══ MATERIAL FOR THIS EXERCISE

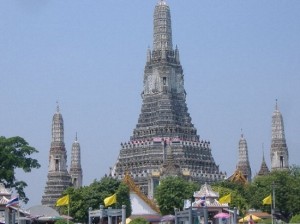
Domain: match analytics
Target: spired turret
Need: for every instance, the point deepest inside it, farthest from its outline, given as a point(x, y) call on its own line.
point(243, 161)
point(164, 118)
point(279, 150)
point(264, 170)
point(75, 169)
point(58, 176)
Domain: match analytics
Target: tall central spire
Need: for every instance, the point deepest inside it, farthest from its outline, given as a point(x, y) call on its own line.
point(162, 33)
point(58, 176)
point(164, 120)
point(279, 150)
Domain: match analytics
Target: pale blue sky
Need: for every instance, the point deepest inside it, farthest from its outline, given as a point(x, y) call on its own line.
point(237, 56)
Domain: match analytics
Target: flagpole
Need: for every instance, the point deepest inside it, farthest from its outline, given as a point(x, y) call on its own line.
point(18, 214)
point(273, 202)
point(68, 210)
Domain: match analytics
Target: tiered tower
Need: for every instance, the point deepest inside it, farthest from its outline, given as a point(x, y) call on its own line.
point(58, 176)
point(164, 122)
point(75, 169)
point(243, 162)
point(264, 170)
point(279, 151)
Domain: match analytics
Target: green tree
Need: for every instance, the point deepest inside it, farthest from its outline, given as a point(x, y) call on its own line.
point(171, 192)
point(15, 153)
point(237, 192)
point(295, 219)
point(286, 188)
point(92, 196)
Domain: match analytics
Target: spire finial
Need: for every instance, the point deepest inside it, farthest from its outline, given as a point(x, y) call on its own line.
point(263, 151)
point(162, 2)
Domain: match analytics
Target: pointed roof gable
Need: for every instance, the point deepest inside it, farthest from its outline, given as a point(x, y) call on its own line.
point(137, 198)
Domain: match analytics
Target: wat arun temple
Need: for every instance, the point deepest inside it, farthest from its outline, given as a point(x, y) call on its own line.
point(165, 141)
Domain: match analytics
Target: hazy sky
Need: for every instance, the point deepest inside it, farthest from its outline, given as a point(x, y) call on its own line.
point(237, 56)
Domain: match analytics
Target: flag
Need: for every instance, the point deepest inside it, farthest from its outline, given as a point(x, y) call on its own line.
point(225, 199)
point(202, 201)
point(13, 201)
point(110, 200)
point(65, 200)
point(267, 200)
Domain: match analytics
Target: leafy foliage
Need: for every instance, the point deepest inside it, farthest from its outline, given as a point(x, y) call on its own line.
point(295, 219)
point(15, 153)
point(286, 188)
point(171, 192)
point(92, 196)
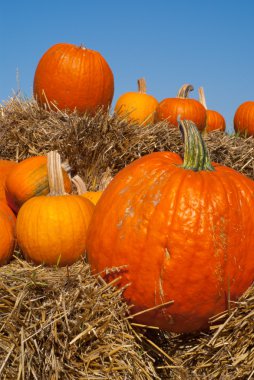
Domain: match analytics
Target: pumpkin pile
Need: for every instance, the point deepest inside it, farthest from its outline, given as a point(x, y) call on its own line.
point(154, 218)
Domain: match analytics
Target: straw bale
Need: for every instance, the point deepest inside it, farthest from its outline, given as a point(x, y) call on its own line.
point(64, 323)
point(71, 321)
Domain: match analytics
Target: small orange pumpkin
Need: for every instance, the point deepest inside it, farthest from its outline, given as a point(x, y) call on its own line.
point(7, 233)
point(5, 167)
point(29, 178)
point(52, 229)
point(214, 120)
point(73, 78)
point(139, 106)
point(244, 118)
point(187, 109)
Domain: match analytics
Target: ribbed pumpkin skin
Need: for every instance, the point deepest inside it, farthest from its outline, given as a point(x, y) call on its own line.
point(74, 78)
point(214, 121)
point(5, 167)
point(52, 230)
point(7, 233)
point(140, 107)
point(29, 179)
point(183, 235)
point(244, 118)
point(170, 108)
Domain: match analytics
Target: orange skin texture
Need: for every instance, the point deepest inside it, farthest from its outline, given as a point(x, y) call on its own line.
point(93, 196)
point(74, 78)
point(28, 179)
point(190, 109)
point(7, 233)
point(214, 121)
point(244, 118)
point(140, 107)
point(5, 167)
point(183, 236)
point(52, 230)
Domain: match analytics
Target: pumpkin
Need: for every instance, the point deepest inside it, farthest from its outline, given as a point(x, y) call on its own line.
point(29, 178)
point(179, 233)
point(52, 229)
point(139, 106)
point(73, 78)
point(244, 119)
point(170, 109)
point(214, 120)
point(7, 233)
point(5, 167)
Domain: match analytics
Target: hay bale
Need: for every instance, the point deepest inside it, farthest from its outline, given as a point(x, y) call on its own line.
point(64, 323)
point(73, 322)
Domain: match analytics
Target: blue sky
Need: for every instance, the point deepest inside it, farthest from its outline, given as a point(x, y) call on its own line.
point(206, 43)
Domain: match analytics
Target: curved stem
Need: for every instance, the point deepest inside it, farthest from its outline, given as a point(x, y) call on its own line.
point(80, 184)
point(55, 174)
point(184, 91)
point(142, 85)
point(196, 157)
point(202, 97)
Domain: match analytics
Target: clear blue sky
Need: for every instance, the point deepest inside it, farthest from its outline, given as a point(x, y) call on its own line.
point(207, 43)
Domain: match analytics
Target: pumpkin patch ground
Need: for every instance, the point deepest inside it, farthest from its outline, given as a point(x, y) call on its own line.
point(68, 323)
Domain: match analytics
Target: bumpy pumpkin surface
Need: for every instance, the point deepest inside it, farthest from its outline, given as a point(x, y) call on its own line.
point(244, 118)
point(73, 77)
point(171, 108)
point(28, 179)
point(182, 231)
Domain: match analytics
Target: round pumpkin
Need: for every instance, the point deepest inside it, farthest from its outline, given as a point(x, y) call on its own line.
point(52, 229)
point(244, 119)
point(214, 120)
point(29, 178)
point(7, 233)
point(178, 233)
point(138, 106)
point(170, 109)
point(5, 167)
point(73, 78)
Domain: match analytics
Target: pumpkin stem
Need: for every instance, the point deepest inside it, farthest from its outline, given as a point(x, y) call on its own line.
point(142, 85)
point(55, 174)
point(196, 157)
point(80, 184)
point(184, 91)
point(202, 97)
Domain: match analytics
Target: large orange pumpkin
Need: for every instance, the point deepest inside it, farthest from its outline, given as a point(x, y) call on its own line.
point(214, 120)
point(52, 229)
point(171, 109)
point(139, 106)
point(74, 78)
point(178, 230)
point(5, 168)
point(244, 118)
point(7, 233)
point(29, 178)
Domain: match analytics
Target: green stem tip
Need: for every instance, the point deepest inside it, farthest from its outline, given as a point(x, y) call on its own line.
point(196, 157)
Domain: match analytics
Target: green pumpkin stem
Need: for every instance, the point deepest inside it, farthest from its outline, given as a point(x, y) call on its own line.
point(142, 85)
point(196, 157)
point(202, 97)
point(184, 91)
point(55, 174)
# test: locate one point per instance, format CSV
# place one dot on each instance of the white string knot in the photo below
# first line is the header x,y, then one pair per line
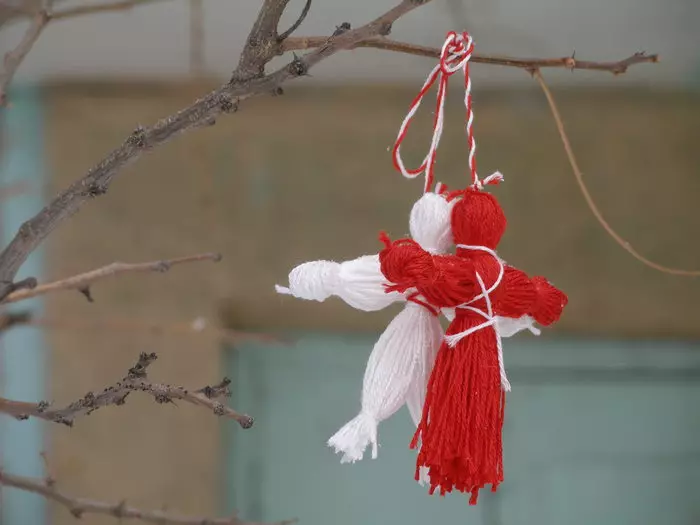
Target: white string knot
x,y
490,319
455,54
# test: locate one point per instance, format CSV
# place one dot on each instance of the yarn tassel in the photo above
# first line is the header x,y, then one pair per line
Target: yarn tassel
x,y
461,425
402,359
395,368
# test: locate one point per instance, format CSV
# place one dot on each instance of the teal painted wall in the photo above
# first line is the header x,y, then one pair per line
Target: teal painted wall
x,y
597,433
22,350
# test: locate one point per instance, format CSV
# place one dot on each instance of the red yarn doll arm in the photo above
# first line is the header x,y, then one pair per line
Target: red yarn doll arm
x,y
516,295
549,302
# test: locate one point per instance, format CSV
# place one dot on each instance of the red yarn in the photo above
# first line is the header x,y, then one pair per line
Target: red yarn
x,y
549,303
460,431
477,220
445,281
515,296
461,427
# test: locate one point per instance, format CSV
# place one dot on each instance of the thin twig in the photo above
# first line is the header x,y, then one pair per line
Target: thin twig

════

| YOUR INSTRUCTIONS |
Copy out every entry above exactly. Leave the pictures out.

| OUTPUT FOR THIS TASK |
Domain: match analytics
Target: spired turret
Need: for every instance, the point deepest inside it, farthest from its outline, given as a point(x, y) call on its own line.
point(243, 161)
point(164, 118)
point(279, 150)
point(264, 170)
point(75, 169)
point(58, 176)
Domain: match analytics
Target: tall central spire
Need: for every instance, the point deepest inside it, farthest from its outline, given as a point(x, y) call on its own line.
point(162, 33)
point(58, 176)
point(164, 120)
point(279, 150)
Domain: match analytics
Target: pale blue sky
Need: for every instance, the point deepest inside it, farthest from its outline, given as a point(x, y) call on its own line.
point(237, 56)
Domain: match analytics
Target: flagpole
Need: for every instance, the point deepest inside it, farthest from its outline, given as a point(x, y) call on its own line.
point(18, 214)
point(273, 202)
point(68, 210)
Domain: match analytics
Target: tiered tower
Need: for every instance, the point deepest inside it, farthest from its outline, given as a point(x, y) call on its own line.
point(58, 176)
point(164, 122)
point(75, 169)
point(243, 162)
point(264, 170)
point(279, 151)
Domain: match analytics
Target: green tree
Need: for every instance, the point deepest inside it, farthest from its outline, given as a point(x, y) call on its own line.
point(171, 192)
point(15, 153)
point(237, 192)
point(295, 219)
point(286, 188)
point(92, 196)
Domain: match analytics
Target: spire finial
Need: for every instance, the point deepest inside it, farthest from its outline, given as a point(x, y) call on its own line.
point(263, 151)
point(162, 2)
Domain: match analytics
Target: pointed roof gable
Need: for every instance, the point deepest inside it, farthest from its outline, given as a point(x, y) call on its own line.
point(137, 198)
Domain: match analytics
Target: wat arun temple
Need: for every instance, the point deepest inside it, farthest from its outline, given as a point(x, y) call on its own line.
point(165, 141)
Domain: match analytics
Target: hazy sky
Need: for every instance, the point deepest inside it, farthest from its outline, given as a point(x, y) call on its own line.
point(237, 56)
Domain: match analytics
Target: flag
Need: for every instance, the point deepest inside it, farthest from its outline, given as a point(x, y) call on its own line.
point(225, 199)
point(202, 201)
point(13, 201)
point(110, 200)
point(65, 200)
point(267, 200)
Domain: match analytics
Target: leafy foliage
Need: for every instance, the point deepest inside it, farthest from its outline, given as a point(x, y) call on its own line.
point(295, 219)
point(15, 153)
point(286, 188)
point(171, 192)
point(92, 196)
Domain: match analytics
Target: pumpkin pile
Need: for every instance, the point deepest inside it, farthest from its outline, given as a point(x, y) call on its own line.
point(154, 218)
Domain: match analytics
Target: straw bale
Need: for every instance, the point deepest inside it, farthest from its outline, given as a point(x, y) call on its own line.
point(64, 323)
point(71, 321)
Domain: match analytics
Target: small orange pumpkin
Need: for every instance, the point deepest inside it, farthest from its outline, given as a point(x, y) call on its own line.
point(7, 233)
point(5, 167)
point(29, 178)
point(52, 229)
point(214, 120)
point(73, 78)
point(139, 106)
point(244, 118)
point(187, 109)
Domain: match analytics
Target: ribbed pumpkin skin
Need: for every instance, the point deepest inside it, farthest from its outline, given as a point(x, y) call on its own line.
point(74, 78)
point(214, 121)
point(5, 167)
point(52, 230)
point(7, 233)
point(140, 107)
point(29, 179)
point(183, 235)
point(244, 118)
point(170, 108)
Domain: match analytics
Target: orange skin texture
Need: for every instance, the point deepest inside it, farthest from its outline, given as a point(x, y) call on its own line.
point(93, 196)
point(74, 78)
point(28, 179)
point(190, 109)
point(7, 233)
point(214, 121)
point(244, 118)
point(140, 107)
point(5, 167)
point(183, 236)
point(52, 230)
Domain: match analytics
Target: pumpkin
Need: for every instance, the point deepest inside it, farthest from its outline, given as a point(x, y) call on its own line.
point(29, 178)
point(179, 233)
point(52, 229)
point(139, 106)
point(73, 78)
point(244, 119)
point(170, 109)
point(214, 120)
point(7, 233)
point(5, 167)
Domain: match analytics
Target: hay bale
Need: for every instance, the point deepest inside it, farthest from its outline, given as a point(x, y) call on its own line.
point(64, 323)
point(73, 322)
Domain: match analytics
Target: blue sky
Need: for every instance, the point deepest inside it, farthest from its outline, given as a point(x, y) call on its own line.
point(206, 43)
Domain: match analytics
Target: curved stem
Need: for every instance, the point deepest inside it, farthest from its outline, given as a point(x, y) call on its own line.
point(80, 184)
point(55, 174)
point(184, 91)
point(142, 85)
point(196, 157)
point(202, 97)
Domain: match analytics
Target: clear blue sky
Need: for every instance, the point deepest inside it, farthest from its outline, given as a point(x, y) call on its own line.
point(207, 43)
Domain: match analytics
Target: pumpkin patch ground
Need: for every instance, the point deepest inside it, farthest from its outline, given as a point(x, y) call on its own line.
point(68, 323)
Domain: match analytics
Target: bumpy pumpkin surface
Need: for every instance, the point deepest inside it, farthest from its outline, given as a point(x, y) call on its own line.
point(244, 118)
point(73, 77)
point(171, 108)
point(28, 179)
point(182, 231)
Domain: match analytics
Target: round pumpkin
Need: for every instance, the point deepest inside it, farthest from its outline, given as a point(x, y) call on its own line.
point(52, 229)
point(244, 119)
point(214, 120)
point(29, 178)
point(7, 233)
point(178, 233)
point(138, 106)
point(170, 109)
point(5, 167)
point(73, 78)
Domain: match analytics
Target: pumpkin stem
Need: for every instance, the point deepest inside it, farthest from its outline, given as a point(x, y) call on its own line.
point(142, 85)
point(55, 174)
point(196, 157)
point(80, 184)
point(184, 91)
point(202, 97)
Domain: match analytics
Target: large orange pumpkin
Need: for every instance, the point deepest inside it, farthest from its outline, given as a point(x, y) call on its own line.
point(214, 120)
point(52, 229)
point(171, 109)
point(139, 106)
point(74, 78)
point(178, 230)
point(5, 168)
point(244, 118)
point(7, 233)
point(29, 178)
Domain: match analytics
Target: green stem tip
Need: for every instance, the point deepest inside it, farthest from its outline, given as a point(x, y) call on its own line.
point(196, 157)
Domain: match analytics
Target: green pumpkin stem
Need: for every instance, the point deepest inside it, farthest from its outline, given as a point(x, y) call on its own line.
point(142, 85)
point(196, 157)
point(202, 97)
point(184, 91)
point(55, 174)
# test: locate one point per instance, format CSV
# place one dot on each instance of the white string knot in the photo below
# first line is the header x,y, then one pair per line
Target: white string knot
x,y
490,319
455,54
# test: locate one point per instance, format CSV
# place one dot on each instance of the yarn tassel in the photo above
# first line is the header x,y, then one pair per line
Target: yarn tassel
x,y
461,425
402,359
395,368
# test: locate one point per instance, format CSV
# place one dot on each instance of the teal painted wall in the photo above
# first line is the header x,y, then one pair per line
Target: teal painted wall
x,y
597,433
22,350
# test: locate one point per instance, format CSV
# place one dot on each instance of the red yarn doll arm in the photo above
# first line is the header x,y, then one pair per line
Target: red yarn doll arm
x,y
516,295
549,302
# test: locate one point per instance, format CSV
# place one dot on each instance of the red yarn in the photo above
# first line is the header x,y, then one pair per line
Target: red yarn
x,y
549,303
460,431
477,220
445,281
515,296
461,427
# test: locate one point per instance, format CSV
# place one dot on each instance of the thin twig in the photo above
# first line is the header x,y, then one pair per line
Target: thin twig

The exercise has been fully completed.